> [課題内容]: 次の一覧の全行を、一字も変えずにそのまま出力せよ。

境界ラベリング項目
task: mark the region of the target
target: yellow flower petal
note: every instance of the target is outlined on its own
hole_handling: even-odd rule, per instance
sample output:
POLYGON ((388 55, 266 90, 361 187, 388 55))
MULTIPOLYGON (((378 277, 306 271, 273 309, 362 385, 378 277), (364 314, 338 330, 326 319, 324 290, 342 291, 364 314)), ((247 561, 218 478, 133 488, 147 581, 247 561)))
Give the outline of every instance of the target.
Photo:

> [解答]:
task: mark the region of the target
target: yellow flower petal
note: every instance of the target is outlined on its own
hole_handling: even-odd rule, per instance
sample output:
POLYGON ((388 55, 266 90, 361 187, 388 55))
MULTIPOLYGON (((378 277, 306 271, 273 309, 362 385, 378 277), (364 314, 338 330, 326 319, 324 290, 342 291, 364 314)), ((247 561, 218 478, 133 488, 147 581, 247 561)))
Give the outline of every instance of the target.
Photo:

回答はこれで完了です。